-- Information provided follows --
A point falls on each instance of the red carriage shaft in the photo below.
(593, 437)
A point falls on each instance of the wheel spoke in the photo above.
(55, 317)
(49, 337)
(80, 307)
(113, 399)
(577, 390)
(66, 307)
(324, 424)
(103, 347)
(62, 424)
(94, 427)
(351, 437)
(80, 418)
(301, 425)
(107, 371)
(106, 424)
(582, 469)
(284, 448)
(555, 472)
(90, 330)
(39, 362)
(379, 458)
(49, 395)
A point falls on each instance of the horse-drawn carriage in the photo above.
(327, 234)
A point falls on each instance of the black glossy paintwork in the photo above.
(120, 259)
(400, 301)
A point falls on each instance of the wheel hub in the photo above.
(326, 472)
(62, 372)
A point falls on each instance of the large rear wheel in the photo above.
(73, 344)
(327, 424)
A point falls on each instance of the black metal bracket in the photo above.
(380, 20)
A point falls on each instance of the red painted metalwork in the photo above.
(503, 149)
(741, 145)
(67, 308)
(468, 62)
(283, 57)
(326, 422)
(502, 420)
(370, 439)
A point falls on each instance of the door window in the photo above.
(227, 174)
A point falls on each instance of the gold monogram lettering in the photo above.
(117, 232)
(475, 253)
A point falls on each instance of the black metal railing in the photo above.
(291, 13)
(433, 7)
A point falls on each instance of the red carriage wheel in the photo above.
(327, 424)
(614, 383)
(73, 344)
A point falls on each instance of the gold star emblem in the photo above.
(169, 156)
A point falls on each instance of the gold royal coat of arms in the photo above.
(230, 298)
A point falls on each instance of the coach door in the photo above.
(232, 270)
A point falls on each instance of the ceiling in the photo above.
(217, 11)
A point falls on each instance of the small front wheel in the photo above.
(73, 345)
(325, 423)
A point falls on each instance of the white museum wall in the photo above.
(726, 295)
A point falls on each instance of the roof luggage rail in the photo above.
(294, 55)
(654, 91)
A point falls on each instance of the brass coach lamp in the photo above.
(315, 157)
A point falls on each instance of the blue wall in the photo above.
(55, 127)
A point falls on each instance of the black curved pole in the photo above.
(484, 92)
-- Information provided concluded --
▸ Task details: Give back, unchanged, the line that holds "A point falls on each instance of the coach" along with all lines after it through the last line above.

▸ The completed task:
A point falls on each instance of the coach door in the photo above.
(232, 270)
A point falls on each instance of the ceiling in the photo above.
(217, 11)
A point falls on each instance of the small front wheel in the photo above.
(73, 345)
(325, 423)
A point falls on each instance of the white museum wall in the photo above.
(726, 295)
A point falls on each instance of the roof luggage rail in the photo above.
(294, 55)
(654, 91)
A point falls on each instance of the brass coach lamp in the photo above.
(315, 157)
A point falls on each instance of the blue wall in the photo above.
(55, 127)
A point falls on each instance of the black curved pole in the photo above.
(484, 92)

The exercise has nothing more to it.